▶ _Records excerpted from a collection_:

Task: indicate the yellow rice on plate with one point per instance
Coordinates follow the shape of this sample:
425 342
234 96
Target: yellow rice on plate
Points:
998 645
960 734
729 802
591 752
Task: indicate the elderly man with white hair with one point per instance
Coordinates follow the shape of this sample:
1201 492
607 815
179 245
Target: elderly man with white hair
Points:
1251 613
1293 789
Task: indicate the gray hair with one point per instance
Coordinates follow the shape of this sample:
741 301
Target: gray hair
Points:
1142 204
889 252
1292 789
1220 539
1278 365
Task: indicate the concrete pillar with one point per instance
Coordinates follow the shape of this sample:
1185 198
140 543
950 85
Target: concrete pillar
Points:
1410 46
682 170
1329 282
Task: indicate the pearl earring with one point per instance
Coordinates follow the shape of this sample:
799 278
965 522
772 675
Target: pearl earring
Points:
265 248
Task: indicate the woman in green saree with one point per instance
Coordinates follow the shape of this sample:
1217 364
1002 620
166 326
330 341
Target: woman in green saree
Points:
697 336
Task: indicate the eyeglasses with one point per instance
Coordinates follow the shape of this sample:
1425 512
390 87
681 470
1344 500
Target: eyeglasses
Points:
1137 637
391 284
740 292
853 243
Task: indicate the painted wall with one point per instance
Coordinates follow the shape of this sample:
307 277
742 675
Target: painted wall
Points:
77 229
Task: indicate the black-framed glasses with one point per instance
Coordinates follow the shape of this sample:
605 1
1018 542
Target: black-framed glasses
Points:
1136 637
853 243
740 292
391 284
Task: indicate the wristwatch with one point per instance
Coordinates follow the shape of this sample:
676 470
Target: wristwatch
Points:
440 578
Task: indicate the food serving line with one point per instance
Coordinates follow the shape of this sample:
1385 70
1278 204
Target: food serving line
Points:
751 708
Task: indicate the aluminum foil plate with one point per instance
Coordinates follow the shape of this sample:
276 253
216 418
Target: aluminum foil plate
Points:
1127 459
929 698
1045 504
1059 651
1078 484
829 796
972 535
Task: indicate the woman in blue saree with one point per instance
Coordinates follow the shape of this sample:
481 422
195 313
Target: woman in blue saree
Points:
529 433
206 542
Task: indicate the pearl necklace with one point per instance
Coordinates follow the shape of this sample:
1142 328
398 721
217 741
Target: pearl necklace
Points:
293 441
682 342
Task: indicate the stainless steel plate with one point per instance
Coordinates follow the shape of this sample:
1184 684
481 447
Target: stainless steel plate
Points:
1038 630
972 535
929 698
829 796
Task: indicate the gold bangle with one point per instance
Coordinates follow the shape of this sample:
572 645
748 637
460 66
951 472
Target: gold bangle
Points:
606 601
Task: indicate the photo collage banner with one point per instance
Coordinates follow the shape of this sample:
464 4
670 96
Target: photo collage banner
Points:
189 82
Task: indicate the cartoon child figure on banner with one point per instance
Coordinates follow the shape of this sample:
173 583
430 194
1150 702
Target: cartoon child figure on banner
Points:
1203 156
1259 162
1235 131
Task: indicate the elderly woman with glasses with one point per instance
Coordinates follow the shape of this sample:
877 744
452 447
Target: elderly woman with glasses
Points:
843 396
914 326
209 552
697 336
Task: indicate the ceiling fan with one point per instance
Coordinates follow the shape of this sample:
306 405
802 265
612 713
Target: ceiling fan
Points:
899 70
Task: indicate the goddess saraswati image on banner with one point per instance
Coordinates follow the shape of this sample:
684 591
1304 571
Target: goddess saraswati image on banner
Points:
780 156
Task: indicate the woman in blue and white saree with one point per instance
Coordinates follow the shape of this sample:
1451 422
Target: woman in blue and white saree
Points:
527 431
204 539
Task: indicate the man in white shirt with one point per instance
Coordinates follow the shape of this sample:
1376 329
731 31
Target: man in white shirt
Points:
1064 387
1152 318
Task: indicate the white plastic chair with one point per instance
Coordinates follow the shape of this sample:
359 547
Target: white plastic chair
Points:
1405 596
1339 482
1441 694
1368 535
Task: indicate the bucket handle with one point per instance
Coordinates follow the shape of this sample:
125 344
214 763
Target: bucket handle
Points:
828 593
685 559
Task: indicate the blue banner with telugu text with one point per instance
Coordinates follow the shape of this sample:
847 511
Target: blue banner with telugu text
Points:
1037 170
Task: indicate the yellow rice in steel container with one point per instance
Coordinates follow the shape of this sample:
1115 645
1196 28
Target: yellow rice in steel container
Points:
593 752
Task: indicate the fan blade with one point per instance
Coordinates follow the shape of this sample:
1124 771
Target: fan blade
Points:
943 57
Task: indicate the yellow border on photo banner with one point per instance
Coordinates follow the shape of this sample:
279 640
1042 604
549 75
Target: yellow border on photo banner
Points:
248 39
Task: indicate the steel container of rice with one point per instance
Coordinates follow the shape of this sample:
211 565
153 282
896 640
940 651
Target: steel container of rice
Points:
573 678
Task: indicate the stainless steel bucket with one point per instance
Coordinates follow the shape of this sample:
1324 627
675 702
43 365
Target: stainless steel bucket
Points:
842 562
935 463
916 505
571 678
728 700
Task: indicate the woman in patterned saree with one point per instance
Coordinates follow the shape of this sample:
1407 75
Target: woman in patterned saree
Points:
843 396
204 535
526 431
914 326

▶ _BRIEF_:
When the word "white" occurs in a line above, list that line.

▶ _RESPONSE TO THIS EXERCISE_:
Task: indicate the elderly man with white hair with one point per instance
Target: elderly man with white hair
Task: indicate the woman in blue and white saree with one point per instance
Target: woman in blue and white saree
Task: indicate the man in white shirt with one point per instance
Target: man in white shirt
Task: indicate the white plastic chair with one point per instance
Target: white plastic chair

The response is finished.